Top of Data for analysis
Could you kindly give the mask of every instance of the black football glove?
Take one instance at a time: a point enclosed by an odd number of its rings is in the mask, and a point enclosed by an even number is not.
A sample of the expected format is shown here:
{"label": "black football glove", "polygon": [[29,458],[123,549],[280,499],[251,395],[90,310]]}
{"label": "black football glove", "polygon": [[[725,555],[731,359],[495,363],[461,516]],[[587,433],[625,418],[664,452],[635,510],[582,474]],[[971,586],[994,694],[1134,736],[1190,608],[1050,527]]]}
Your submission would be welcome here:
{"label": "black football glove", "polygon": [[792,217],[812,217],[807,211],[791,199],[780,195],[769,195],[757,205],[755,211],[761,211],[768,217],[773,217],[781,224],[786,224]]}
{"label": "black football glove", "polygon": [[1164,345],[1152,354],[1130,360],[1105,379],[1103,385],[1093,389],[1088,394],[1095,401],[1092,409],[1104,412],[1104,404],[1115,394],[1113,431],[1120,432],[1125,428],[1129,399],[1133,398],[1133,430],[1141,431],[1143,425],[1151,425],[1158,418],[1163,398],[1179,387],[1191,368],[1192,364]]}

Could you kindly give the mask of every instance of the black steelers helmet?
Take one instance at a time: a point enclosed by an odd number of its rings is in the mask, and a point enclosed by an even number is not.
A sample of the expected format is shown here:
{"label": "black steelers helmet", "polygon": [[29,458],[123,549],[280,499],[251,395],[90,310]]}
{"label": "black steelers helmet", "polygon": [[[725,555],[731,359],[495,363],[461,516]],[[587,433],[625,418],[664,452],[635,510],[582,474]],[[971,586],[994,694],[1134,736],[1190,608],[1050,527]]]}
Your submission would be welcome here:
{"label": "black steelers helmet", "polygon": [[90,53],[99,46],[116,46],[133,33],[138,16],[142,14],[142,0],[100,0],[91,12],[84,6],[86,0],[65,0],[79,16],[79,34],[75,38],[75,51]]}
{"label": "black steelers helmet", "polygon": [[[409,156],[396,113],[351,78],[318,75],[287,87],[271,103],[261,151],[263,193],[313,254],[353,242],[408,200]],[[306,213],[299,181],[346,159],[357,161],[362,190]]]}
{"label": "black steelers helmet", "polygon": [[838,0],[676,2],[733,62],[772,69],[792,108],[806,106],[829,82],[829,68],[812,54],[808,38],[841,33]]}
Bottom of Data for analysis
— Task requirements —
Restate the material exactly as given.

— Result of the exercise —
Could you kindly give the mask of every instance of the black football glove?
Take one instance at a time: a point enclosed by an odd number of its rings is in the mask, and a point enclosed by an even number is not.
A sample of the expected format is shown here:
{"label": "black football glove", "polygon": [[29,458],[123,549],[280,499],[251,395],[90,310]]}
{"label": "black football glove", "polygon": [[[725,555],[731,359],[495,363],[461,516]],[[587,433],[625,418],[664,452],[635,510],[582,474]],[[971,586],[994,694],[1134,736],[1190,608],[1050,527]]]}
Your submission would be welcome here:
{"label": "black football glove", "polygon": [[792,217],[812,217],[807,211],[791,199],[780,195],[769,195],[757,205],[755,211],[761,211],[768,217],[773,217],[781,224],[786,224]]}
{"label": "black football glove", "polygon": [[1164,345],[1152,354],[1130,360],[1105,379],[1103,385],[1093,389],[1088,394],[1095,401],[1092,409],[1104,412],[1104,404],[1115,394],[1113,431],[1120,432],[1125,428],[1129,399],[1133,398],[1133,430],[1141,431],[1143,425],[1151,425],[1158,418],[1163,398],[1179,387],[1191,368],[1192,364]]}

Could you kindly give the mask of every instance of the black steelers helmet?
Take one instance at a time: a point enclosed by an odd number of its rings is in the mask, and a point enclosed by an even number is not.
A sample of the expected format is shown here:
{"label": "black steelers helmet", "polygon": [[29,458],[123,549],[280,499],[251,395],[90,310]]}
{"label": "black steelers helmet", "polygon": [[[725,555],[731,359],[495,363],[461,516]],[[587,433],[625,418],[664,452],[635,510],[582,474]],[[971,586],[994,694],[1134,736],[1190,608],[1050,527]]]}
Your submission would be welcome here:
{"label": "black steelers helmet", "polygon": [[90,53],[99,46],[116,46],[133,33],[138,16],[142,14],[142,0],[100,0],[91,12],[84,6],[86,0],[65,0],[79,16],[79,34],[75,38],[75,51]]}
{"label": "black steelers helmet", "polygon": [[[409,156],[396,113],[351,78],[318,75],[287,87],[271,103],[261,151],[263,193],[313,254],[353,242],[408,200]],[[306,213],[299,181],[346,159],[357,161],[362,190]]]}
{"label": "black steelers helmet", "polygon": [[838,0],[676,2],[733,62],[772,69],[792,108],[806,106],[829,82],[829,68],[812,54],[808,38],[841,33]]}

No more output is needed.